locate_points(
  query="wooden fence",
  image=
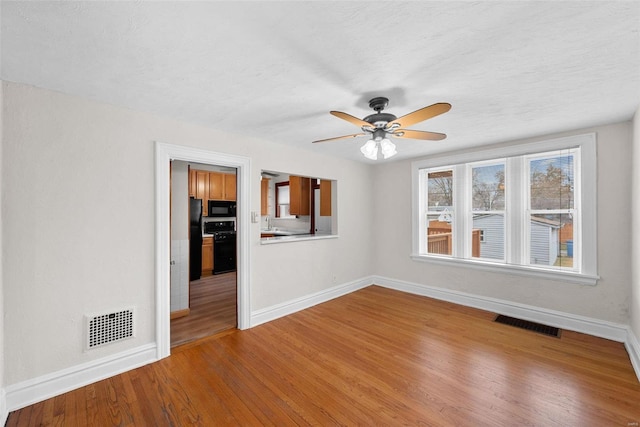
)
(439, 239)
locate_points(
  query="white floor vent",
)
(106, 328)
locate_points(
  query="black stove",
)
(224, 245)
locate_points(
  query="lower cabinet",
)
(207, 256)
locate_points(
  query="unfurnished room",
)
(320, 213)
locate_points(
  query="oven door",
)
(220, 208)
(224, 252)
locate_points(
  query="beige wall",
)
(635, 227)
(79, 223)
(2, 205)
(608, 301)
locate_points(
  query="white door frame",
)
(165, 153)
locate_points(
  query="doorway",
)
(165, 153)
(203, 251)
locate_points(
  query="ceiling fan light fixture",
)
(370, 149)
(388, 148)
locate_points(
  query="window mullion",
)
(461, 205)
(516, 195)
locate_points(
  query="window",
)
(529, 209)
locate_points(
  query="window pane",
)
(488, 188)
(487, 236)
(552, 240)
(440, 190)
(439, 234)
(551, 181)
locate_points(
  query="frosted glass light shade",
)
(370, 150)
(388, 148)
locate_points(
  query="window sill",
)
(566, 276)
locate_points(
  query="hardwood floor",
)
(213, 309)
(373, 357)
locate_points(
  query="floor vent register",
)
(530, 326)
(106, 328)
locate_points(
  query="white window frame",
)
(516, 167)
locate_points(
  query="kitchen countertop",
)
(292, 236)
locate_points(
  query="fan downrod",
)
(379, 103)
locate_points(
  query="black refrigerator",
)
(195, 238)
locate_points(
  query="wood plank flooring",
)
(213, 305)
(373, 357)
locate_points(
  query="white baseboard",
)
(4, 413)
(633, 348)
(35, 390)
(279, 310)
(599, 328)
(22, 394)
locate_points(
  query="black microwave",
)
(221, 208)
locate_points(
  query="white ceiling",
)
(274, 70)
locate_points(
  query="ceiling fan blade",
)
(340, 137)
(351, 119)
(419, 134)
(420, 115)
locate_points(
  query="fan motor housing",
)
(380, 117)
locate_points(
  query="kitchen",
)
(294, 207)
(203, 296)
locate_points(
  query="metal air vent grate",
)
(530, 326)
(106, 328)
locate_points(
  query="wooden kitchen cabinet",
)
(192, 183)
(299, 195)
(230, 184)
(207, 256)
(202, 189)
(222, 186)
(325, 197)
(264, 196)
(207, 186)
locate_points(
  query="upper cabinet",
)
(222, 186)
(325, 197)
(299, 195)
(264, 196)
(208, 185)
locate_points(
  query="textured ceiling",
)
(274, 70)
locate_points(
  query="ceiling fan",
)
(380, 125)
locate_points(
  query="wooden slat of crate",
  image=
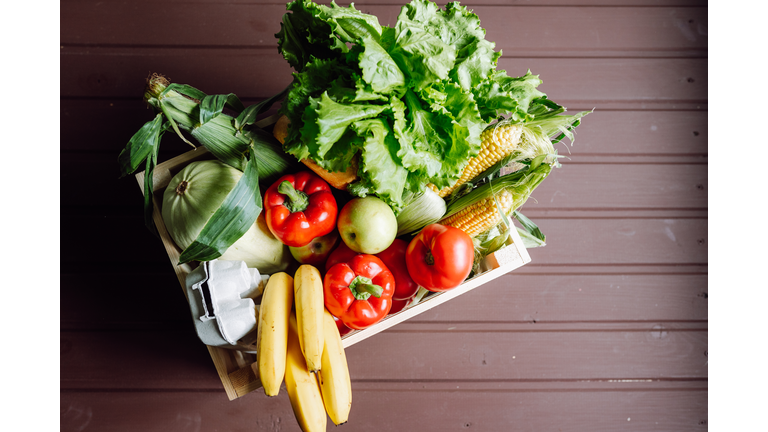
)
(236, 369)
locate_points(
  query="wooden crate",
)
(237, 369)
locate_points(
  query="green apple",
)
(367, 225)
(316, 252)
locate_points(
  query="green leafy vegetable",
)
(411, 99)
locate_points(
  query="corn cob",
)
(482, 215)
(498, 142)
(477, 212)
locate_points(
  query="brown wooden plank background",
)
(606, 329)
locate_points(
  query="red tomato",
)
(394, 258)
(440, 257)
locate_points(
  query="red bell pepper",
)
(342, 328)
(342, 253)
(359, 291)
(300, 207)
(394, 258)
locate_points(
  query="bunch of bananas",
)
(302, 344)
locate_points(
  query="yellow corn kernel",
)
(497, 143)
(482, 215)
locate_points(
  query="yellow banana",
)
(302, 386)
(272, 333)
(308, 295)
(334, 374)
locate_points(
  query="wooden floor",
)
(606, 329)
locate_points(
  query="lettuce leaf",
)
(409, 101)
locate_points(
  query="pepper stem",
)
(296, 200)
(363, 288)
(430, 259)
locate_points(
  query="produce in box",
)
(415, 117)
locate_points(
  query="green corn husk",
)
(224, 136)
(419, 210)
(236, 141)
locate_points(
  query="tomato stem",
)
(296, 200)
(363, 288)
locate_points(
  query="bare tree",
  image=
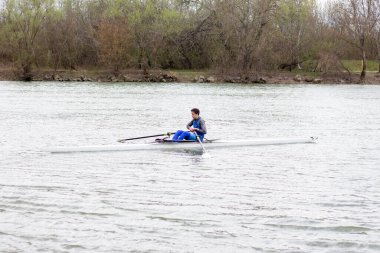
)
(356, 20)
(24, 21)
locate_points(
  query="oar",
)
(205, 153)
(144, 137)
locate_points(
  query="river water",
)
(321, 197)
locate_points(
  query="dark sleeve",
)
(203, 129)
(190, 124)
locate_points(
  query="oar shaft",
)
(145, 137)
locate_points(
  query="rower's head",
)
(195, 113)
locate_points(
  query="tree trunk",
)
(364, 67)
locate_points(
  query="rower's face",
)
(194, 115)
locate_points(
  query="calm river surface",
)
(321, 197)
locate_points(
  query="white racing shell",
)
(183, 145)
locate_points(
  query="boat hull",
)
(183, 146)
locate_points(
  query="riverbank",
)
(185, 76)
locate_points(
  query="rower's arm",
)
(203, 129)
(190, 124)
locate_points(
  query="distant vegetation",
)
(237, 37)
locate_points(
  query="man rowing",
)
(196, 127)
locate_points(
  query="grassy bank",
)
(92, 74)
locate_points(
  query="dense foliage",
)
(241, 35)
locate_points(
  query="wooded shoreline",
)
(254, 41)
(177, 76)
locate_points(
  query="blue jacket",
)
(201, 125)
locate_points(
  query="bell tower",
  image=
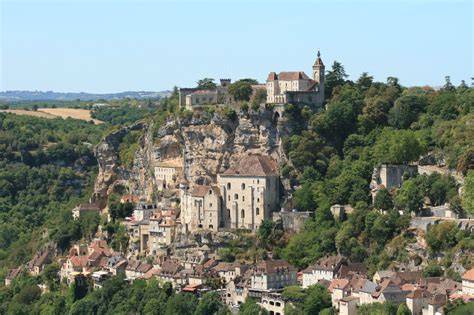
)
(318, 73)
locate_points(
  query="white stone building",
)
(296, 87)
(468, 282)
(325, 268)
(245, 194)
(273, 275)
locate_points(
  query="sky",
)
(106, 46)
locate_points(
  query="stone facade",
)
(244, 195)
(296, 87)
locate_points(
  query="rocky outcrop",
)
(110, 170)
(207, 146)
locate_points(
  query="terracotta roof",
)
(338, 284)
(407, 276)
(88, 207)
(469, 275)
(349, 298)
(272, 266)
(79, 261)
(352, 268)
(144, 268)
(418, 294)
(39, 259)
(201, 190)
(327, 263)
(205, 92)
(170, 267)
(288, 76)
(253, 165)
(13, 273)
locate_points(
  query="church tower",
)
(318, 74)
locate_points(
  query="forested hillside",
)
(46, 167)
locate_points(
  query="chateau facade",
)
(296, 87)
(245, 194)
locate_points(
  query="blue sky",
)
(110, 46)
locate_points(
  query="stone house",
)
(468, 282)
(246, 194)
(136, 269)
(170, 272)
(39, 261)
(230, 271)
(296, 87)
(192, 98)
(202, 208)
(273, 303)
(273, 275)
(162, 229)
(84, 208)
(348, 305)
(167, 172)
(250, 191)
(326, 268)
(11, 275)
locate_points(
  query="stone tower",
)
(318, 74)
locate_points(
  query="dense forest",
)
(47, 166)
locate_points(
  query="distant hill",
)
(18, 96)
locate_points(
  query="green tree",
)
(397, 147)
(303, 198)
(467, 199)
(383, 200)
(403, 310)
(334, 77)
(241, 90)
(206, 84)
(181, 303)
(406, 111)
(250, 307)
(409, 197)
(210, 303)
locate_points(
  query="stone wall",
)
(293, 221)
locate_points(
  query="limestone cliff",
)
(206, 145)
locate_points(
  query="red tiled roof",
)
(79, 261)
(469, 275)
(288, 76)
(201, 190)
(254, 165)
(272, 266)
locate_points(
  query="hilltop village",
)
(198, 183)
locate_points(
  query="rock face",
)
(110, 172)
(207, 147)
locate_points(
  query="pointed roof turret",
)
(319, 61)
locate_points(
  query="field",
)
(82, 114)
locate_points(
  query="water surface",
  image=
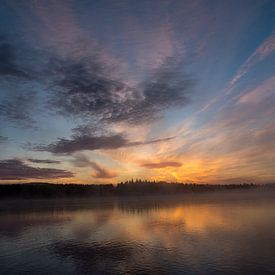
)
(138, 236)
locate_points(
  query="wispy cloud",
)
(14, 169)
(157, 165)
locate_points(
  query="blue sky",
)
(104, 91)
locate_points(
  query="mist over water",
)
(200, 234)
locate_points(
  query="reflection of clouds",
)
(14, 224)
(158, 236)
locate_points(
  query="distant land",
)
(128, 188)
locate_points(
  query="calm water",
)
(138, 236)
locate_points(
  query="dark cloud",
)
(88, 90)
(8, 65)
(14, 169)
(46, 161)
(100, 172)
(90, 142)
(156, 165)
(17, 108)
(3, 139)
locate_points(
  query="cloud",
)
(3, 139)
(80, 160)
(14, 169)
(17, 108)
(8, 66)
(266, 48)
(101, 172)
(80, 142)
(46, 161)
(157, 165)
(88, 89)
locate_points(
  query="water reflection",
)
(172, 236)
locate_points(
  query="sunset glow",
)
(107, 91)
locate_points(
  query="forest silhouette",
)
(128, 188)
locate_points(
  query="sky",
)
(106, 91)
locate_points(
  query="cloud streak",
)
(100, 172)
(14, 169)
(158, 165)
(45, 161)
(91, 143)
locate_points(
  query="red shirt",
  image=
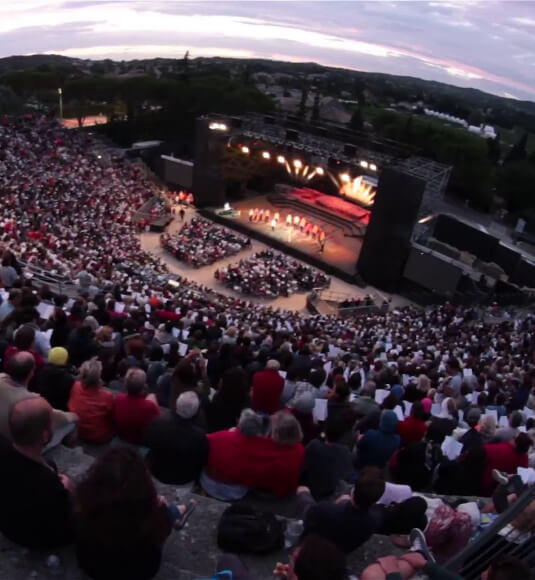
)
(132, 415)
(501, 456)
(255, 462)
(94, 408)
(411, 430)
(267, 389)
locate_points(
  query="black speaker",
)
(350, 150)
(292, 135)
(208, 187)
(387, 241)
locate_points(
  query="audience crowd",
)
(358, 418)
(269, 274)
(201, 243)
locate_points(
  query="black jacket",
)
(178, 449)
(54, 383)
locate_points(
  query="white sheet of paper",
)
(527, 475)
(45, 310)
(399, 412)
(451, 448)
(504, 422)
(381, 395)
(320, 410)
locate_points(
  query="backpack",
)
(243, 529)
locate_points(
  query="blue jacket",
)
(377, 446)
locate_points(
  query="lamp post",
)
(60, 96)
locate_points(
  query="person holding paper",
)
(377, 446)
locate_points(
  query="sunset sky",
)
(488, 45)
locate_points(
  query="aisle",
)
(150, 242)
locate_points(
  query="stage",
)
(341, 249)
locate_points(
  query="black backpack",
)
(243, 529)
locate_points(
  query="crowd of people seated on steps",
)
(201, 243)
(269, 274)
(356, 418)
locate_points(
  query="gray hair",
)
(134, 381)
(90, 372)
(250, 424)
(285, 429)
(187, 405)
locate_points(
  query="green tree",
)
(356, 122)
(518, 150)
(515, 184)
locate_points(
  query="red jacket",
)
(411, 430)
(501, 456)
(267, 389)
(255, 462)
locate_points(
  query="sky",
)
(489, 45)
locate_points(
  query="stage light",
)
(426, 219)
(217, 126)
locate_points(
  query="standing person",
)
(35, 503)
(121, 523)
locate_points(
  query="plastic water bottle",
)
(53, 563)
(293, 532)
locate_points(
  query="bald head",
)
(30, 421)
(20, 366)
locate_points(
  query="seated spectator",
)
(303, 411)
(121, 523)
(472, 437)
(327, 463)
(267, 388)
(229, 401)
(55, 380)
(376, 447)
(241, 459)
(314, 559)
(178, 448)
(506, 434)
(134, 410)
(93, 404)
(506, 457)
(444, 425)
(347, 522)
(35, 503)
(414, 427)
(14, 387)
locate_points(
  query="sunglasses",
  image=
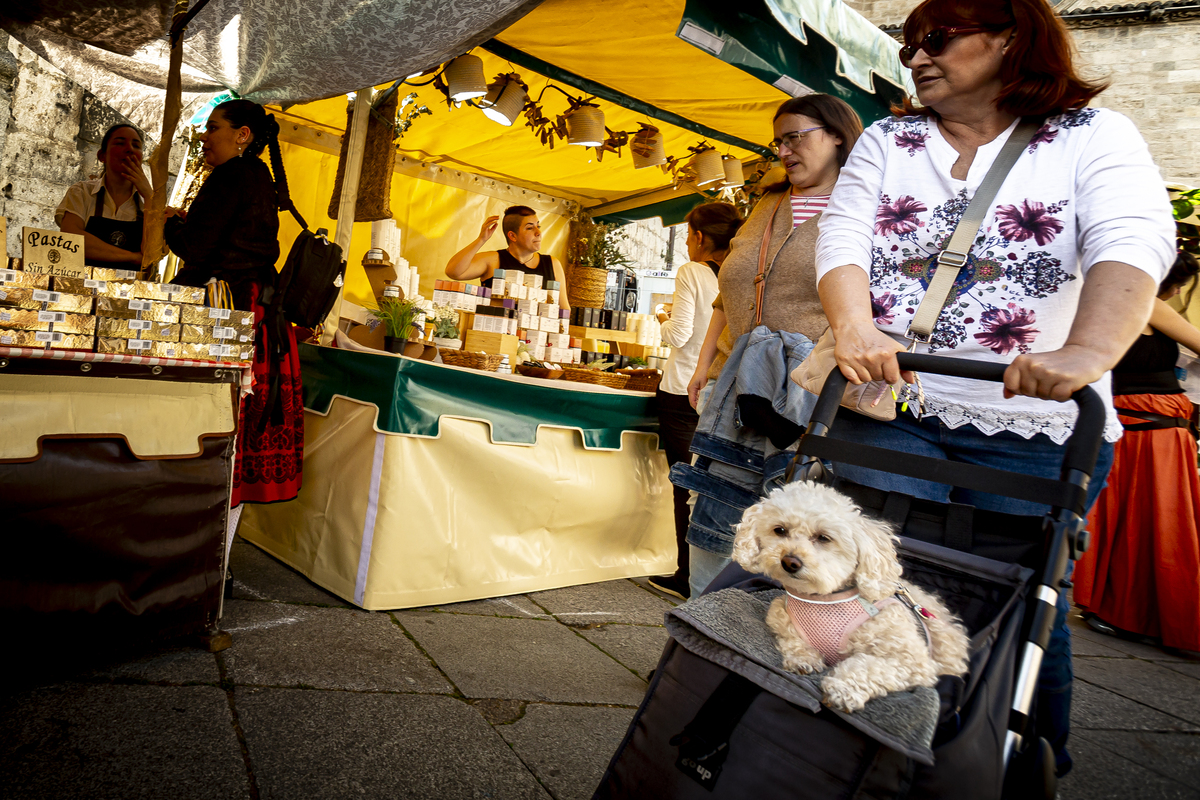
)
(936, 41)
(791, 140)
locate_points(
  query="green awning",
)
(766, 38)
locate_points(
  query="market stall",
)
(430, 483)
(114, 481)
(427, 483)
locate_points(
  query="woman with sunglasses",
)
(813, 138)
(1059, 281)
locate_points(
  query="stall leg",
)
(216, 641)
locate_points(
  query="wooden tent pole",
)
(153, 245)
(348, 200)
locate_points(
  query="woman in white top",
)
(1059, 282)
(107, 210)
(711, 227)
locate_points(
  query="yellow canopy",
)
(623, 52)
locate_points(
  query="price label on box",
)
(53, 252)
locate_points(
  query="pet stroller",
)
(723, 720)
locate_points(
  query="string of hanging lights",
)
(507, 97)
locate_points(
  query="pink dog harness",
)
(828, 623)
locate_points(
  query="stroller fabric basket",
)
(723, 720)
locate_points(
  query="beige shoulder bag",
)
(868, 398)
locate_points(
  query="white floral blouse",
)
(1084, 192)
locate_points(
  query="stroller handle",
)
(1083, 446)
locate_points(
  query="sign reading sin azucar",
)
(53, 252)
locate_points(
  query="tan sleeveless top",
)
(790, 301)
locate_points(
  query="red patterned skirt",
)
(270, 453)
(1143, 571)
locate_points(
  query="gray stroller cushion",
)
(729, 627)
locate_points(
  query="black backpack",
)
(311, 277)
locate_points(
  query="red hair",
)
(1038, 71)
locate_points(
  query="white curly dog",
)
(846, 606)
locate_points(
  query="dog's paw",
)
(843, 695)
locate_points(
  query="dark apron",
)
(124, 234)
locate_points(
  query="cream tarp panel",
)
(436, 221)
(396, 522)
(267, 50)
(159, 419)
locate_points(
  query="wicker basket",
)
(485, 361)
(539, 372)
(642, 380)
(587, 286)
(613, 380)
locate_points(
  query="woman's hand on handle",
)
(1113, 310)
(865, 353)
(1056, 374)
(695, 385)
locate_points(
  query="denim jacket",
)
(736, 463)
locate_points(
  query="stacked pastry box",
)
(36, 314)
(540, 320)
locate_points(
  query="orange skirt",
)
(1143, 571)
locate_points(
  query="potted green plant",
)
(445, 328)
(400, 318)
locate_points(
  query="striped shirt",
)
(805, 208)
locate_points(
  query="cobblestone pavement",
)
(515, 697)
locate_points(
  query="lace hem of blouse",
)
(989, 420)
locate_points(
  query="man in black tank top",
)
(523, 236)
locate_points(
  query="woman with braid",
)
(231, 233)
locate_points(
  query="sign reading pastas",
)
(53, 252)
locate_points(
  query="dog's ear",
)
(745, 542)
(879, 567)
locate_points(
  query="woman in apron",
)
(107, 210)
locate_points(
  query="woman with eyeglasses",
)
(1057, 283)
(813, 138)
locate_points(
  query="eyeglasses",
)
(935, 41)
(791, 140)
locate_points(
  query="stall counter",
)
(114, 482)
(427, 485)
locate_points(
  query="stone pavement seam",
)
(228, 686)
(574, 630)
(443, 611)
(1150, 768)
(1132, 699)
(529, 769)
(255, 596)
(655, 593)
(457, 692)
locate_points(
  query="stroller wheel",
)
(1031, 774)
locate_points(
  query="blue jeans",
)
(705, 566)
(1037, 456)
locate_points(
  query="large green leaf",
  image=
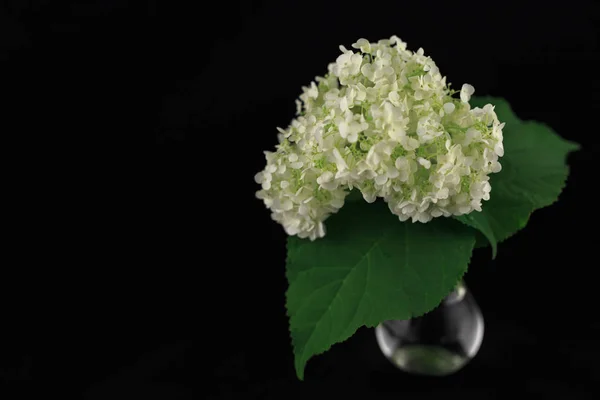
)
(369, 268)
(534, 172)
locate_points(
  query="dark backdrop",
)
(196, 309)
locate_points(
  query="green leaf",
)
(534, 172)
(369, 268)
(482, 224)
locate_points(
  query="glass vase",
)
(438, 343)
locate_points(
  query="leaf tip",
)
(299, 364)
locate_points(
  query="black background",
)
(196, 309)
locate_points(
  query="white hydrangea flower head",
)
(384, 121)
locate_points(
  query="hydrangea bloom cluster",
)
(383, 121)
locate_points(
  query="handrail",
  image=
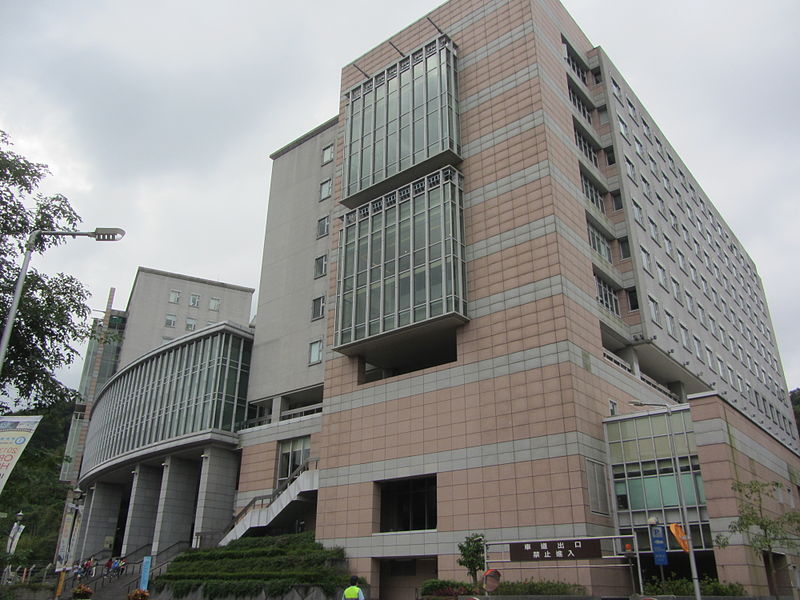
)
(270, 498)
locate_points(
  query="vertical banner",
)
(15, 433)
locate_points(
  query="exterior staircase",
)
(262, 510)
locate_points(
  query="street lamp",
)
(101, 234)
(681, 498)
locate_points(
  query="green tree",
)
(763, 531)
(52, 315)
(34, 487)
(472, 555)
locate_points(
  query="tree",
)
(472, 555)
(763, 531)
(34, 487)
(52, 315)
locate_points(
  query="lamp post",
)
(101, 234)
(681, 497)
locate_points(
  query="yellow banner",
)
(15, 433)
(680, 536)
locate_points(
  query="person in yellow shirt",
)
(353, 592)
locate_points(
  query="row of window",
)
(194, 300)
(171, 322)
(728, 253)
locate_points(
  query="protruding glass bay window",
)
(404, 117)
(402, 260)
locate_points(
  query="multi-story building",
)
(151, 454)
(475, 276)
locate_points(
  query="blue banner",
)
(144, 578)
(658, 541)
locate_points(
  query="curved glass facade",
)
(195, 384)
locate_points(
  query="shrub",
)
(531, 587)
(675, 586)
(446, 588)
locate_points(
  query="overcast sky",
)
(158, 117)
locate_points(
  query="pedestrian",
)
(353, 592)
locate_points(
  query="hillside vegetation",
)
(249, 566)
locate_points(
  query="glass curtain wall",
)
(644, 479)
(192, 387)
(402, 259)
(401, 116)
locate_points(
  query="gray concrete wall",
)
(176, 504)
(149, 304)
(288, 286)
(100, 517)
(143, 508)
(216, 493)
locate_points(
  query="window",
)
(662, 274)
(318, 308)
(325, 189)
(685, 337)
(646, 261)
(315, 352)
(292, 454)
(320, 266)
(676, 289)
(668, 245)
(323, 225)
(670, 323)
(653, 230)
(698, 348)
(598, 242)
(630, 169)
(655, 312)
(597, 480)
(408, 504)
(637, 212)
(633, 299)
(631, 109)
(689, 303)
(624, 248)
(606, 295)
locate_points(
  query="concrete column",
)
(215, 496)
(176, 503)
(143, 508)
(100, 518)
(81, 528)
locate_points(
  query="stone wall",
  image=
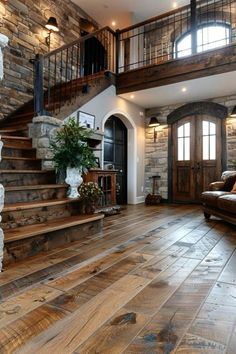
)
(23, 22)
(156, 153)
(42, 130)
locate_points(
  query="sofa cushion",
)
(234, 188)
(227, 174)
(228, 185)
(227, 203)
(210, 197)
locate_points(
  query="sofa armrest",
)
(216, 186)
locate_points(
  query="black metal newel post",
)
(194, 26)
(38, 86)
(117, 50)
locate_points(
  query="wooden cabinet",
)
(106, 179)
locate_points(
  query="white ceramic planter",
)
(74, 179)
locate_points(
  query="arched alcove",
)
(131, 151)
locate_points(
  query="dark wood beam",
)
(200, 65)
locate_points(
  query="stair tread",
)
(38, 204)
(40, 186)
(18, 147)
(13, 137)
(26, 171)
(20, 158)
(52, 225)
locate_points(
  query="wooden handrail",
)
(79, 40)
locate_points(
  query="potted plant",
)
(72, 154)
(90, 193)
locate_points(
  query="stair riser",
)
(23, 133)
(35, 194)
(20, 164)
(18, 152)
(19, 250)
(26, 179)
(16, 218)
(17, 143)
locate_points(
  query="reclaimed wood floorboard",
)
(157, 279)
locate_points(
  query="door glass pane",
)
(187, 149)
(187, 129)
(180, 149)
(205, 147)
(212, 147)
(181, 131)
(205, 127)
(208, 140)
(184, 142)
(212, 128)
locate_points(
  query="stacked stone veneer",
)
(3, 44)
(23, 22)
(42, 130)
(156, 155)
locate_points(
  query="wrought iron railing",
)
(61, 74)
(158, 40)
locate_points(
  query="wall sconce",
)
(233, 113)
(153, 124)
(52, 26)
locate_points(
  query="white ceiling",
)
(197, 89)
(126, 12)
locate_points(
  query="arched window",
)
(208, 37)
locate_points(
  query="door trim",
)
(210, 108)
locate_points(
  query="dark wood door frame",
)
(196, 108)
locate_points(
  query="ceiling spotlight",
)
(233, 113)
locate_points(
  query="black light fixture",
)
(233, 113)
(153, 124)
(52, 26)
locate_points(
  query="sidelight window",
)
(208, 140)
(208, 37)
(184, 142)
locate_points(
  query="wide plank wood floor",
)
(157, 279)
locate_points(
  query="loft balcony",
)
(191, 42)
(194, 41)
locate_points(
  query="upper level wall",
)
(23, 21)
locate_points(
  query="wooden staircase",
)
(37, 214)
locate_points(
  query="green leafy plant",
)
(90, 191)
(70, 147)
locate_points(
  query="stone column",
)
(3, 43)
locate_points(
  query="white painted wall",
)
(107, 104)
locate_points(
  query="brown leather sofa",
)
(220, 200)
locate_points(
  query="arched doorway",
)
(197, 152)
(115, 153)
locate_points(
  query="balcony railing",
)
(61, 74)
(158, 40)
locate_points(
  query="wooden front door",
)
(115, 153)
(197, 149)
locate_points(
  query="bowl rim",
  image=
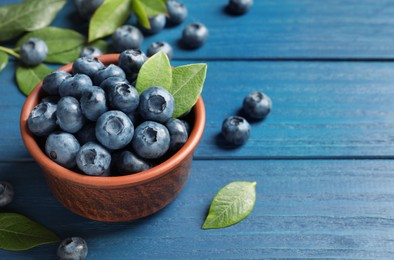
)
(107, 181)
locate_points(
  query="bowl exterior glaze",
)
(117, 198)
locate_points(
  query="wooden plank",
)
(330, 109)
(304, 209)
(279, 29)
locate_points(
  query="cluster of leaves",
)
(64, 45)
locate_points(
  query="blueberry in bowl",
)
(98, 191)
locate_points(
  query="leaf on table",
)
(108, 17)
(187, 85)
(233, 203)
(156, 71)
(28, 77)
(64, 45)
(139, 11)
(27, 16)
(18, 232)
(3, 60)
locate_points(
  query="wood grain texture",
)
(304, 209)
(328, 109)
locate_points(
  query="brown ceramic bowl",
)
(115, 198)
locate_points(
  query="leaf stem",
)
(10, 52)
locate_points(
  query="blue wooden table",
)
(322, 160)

> [TASK TO COMPLETE]:
Copy out each line of the data where the string "pavement" appears.

> [PROBLEM SOLUTION]:
  query="cobblestone pavement",
  query="stone pavement seam",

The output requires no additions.